## Goal
Please reproduce the listing below, switching every "detector" to "locator" and leaving all else the same.
-------- Data provided
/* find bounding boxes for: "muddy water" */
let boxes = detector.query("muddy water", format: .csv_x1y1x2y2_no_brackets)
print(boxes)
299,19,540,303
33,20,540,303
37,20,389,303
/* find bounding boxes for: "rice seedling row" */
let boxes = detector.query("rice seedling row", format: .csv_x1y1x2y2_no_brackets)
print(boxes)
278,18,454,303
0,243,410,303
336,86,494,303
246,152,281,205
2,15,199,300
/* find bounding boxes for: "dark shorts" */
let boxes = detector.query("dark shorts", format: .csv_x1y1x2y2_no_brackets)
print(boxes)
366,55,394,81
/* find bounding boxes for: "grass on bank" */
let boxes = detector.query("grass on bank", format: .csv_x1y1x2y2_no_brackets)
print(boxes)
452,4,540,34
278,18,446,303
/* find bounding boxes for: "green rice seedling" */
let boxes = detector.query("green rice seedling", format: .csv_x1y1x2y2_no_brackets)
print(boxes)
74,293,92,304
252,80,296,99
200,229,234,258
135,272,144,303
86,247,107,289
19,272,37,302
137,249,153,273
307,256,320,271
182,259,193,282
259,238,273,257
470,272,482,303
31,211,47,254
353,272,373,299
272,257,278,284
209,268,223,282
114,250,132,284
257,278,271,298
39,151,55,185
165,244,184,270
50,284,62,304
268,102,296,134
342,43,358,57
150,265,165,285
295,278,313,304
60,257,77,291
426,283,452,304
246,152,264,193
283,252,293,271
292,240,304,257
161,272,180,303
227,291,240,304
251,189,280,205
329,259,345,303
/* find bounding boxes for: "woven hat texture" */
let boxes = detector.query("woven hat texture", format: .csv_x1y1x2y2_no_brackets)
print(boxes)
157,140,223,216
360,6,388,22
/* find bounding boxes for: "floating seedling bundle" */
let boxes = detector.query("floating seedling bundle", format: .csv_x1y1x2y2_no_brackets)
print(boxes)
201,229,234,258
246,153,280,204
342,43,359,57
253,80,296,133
----------------
## Worked answer
/* find bounding boxes for: "muddy water" */
let boxes = locator.query("muddy water", format: .csv_x1y1x2y2_no_brackets)
print(boxes)
299,19,540,303
33,20,540,303
37,20,389,303
/* find bounding boxes for: "rice seedling row" */
let boxes = locator.query("rice seedling row", format: .csv_x1y1x2y2_no_brackets)
print(boxes)
278,18,454,303
0,243,410,303
336,86,494,303
246,152,281,205
2,15,199,300
/* find bounding boxes for: "dark shorts" */
let boxes = locator.query("dark shorts", format: .csv_x1y1x2y2_no_brackets)
print(boxes)
366,55,394,81
/* find bounding boxes for: "grass on bank" */
let boxes = locator.query("grass on bank", format: .csv_x1y1x2y2_no_brackets)
print(boxes)
452,4,540,34
278,18,446,303
/* find bounding boxes for: "green rice seedling" */
let boxes = locator.query("green rice seedling", format: .csv_x1y1x2y2_no_brackets)
print(boxes)
74,293,92,304
252,80,296,99
200,229,234,258
135,272,144,303
86,247,107,289
19,272,37,302
137,249,153,273
307,256,320,271
182,259,193,282
259,238,273,257
470,272,482,303
31,211,47,254
353,272,373,299
272,257,278,284
209,268,223,282
114,250,132,284
257,278,271,298
39,151,55,185
165,244,184,270
50,284,62,304
268,102,296,134
342,43,358,57
150,265,165,285
295,278,313,304
60,257,77,291
426,283,452,304
246,152,264,193
283,252,293,271
292,240,304,257
161,272,180,303
227,291,240,304
251,189,280,205
329,259,345,303
/* find bounding boxes for: "woven hat texture" */
let boxes = locator.query("woven hat texture", format: .csv_x1y1x2y2_no_brackets)
print(boxes)
157,140,223,216
360,6,388,22
/* find bounding boxes for: "floating seedling bundle" */
let boxes = locator.query("floating seedling bundle", format: .csv_x1y1x2y2_no_brackets)
print(boxes)
201,229,234,258
246,153,280,204
342,43,359,57
253,80,296,133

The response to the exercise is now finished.